TASK REQUIREMENTS =
Reproduce verbatim the portion of the data that begins with the line containing "Find the paved" and continues through the final line of the data, including both of those lines.

* start TASK INPUTS *

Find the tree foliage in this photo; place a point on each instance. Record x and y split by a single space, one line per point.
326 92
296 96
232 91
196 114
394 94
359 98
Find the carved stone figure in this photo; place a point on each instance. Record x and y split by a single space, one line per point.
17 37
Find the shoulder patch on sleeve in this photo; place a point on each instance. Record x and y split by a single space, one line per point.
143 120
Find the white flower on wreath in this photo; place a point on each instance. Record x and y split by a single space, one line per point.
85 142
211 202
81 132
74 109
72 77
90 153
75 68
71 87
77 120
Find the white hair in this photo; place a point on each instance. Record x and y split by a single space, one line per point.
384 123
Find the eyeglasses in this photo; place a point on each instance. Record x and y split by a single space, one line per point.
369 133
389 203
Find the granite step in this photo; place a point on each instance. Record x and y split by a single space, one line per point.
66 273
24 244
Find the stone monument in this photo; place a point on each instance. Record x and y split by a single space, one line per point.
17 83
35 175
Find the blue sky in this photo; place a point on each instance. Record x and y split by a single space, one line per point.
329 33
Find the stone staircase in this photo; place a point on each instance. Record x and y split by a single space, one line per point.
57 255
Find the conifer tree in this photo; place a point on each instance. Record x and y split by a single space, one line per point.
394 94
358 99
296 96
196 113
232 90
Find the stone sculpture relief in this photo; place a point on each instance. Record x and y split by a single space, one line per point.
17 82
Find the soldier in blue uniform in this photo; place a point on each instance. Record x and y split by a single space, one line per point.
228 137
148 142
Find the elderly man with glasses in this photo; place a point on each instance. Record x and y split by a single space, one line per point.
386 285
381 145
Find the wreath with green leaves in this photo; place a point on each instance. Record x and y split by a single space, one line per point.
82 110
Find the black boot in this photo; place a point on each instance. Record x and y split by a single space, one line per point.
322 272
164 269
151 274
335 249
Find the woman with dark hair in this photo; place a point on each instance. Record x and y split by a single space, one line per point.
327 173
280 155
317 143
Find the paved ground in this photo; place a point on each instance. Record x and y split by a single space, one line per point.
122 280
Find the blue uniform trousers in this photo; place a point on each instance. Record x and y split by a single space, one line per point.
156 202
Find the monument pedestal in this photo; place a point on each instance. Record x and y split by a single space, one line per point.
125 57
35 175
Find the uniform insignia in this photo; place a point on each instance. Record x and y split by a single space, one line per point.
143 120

* end TASK INPUTS *

OUTPUT OF THE EXERCISE =
Find the paved ground in this photo; place a point on each instance. Record x and y split by a single space, one line per point.
122 280
Find the blue uniform trousers in this photo; place a point on each instance. Record x and y split by a single space, one line per point.
156 202
Find the monument pedestal in this photo; place a point on each instance. Record x and y split by a single space, one line per point.
125 57
35 175
Find the uniform insignia in this photo; place a point on each instance. Record x and y split by a single space, one line per point.
143 120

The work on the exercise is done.